*WHAT TO WORK ON*: Locate the line containing "forest visible in" in the data below. Reproduce it and every following line up to the end, exactly as given.

## START

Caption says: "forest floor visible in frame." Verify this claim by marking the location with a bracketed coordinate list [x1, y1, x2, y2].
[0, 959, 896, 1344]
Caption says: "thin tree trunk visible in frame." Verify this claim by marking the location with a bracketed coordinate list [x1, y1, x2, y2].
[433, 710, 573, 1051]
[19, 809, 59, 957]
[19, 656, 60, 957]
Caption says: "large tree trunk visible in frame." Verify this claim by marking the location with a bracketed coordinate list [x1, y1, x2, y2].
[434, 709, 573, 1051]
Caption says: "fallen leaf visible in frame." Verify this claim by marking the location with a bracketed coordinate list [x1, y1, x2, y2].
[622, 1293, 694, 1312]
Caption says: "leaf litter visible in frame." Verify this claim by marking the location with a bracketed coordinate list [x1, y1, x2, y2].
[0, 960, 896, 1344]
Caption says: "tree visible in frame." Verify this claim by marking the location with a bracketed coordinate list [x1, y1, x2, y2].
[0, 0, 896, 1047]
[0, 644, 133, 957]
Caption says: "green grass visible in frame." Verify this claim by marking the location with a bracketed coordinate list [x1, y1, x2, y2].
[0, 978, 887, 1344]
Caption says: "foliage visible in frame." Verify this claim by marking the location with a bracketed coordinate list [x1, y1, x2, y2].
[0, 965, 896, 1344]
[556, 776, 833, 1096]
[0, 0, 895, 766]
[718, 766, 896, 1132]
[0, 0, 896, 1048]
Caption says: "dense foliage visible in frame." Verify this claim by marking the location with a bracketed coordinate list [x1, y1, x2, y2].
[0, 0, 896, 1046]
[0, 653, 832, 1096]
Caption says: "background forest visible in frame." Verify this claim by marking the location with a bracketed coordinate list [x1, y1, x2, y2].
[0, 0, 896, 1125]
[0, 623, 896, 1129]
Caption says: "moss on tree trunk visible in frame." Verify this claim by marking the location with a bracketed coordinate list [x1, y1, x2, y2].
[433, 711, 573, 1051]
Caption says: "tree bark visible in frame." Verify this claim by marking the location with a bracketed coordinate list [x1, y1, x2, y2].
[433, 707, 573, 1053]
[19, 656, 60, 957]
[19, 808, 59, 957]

## END

*SOLUTION FOR THIS EXERCISE*:
Caption says: "background forest visible in frame." Verify this claim by marking the location with a bracketed coordinate list [x1, y1, x2, y2].
[0, 0, 896, 1125]
[0, 623, 896, 1129]
Caption says: "moss on tree trunk visible in frame." Verify this claim by marking the location with a bracketed coordinate list [x1, y1, x2, y2].
[433, 711, 573, 1051]
Caption says: "tree bark visible in frame." Verify this claim by marking the location with a bracketed coordinate list [x1, y1, x2, y2].
[433, 707, 573, 1053]
[19, 656, 60, 957]
[19, 808, 59, 957]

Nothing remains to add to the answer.